= EXTRACT =
===

Gounardes and Carroll Introduce Bill to Force Insurance Companies to Pay Business Interruption Claims for Covid-19

Albany, NY - State Senator Andrew Gounardes today announced that he would sponsor Senate legislation (A-10226-A/S.8211) to match Assemblymember Robert Carroll's bill in the Assembly to eliminate the virus exclusion in business interruption insurance policies. The COVID-19 outbreak has required businesses across New York State to shut their doors, forcing many to lay-off or furlough employees. The economic impact of this pandemic is being felt globally and is especially burdensome on small business owners. 

"If a global pandemic doesn't count as a legitimate business interruption for insurance purposes, then nothing does. Small businesses are in desperate need of a lifeline right now, and to deny them their insurance payouts is to let them drown. Now more than ever we have to fight for the small businesses that are the heart and soul of our City," said State Senator Andrew Gounardes.

“It is clear that federal loans for small businesses are insufficient, with many New York small business owners not receiving a single penny of support from the SBA.  The insurance industry is sitting on $900 billion in reserves while small businesses who have paid business interruption premiums for years have their claims denied over and over again because the insurance industry claims COVID-19 doesn’t constitute a business interruption. This is absurd, greedy, immoral, and factually incorrect.  All levels of government should be working for a solution to ensure that these policies are paid out,” said Assemblymember Carroll, the drafter and prime sponsor of the bill in the Assembly.

===

= TASK TO CARRY OUT =
Print the insurance bill announcement above from "Gounardes and Carroll" to "small business owners.", copying every word of that span without change.

===

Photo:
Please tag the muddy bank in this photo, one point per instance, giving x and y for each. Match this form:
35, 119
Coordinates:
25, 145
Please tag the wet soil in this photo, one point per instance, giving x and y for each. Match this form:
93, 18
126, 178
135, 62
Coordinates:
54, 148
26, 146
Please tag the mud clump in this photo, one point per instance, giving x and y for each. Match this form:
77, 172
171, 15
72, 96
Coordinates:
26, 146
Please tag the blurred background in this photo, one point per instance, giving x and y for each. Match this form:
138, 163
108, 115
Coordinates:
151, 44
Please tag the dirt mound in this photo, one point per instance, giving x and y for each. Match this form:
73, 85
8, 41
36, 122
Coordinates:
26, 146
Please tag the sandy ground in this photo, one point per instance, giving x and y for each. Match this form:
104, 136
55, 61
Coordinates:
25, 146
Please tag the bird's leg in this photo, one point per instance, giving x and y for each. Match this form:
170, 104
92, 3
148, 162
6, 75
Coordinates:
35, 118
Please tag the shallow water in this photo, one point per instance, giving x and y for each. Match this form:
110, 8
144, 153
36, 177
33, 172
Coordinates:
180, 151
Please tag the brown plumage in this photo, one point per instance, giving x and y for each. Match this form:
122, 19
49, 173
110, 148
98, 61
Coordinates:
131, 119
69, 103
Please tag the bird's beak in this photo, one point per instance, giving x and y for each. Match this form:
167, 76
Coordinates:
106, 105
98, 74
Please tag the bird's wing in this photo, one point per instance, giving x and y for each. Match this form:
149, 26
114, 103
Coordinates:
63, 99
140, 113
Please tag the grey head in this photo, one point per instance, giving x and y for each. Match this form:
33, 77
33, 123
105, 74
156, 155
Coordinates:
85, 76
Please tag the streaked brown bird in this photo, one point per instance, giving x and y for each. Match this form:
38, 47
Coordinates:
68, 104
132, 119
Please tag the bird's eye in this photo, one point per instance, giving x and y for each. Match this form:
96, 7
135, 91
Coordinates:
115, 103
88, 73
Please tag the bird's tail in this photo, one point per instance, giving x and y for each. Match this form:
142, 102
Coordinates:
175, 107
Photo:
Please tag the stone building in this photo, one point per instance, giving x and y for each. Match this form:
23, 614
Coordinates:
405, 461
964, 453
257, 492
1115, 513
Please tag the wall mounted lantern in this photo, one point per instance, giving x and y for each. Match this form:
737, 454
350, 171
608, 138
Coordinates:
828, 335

===

= TASK RESULT =
Gounardes and Carroll Introduce Bill to Force Insurance Companies to Pay Business Interruption Claims for Covid-19

Albany, NY - State Senator Andrew Gounardes today announced that he would sponsor Senate legislation (A-10226-A/S.8211) to match Assemblymember Robert Carroll's bill in the Assembly to eliminate the virus exclusion in business interruption insurance policies. The COVID-19 outbreak has required businesses across New York State to shut their doors, forcing many to lay-off or furlough employees. The economic impact of this pandemic is being felt globally and is especially burdensome on small business owners.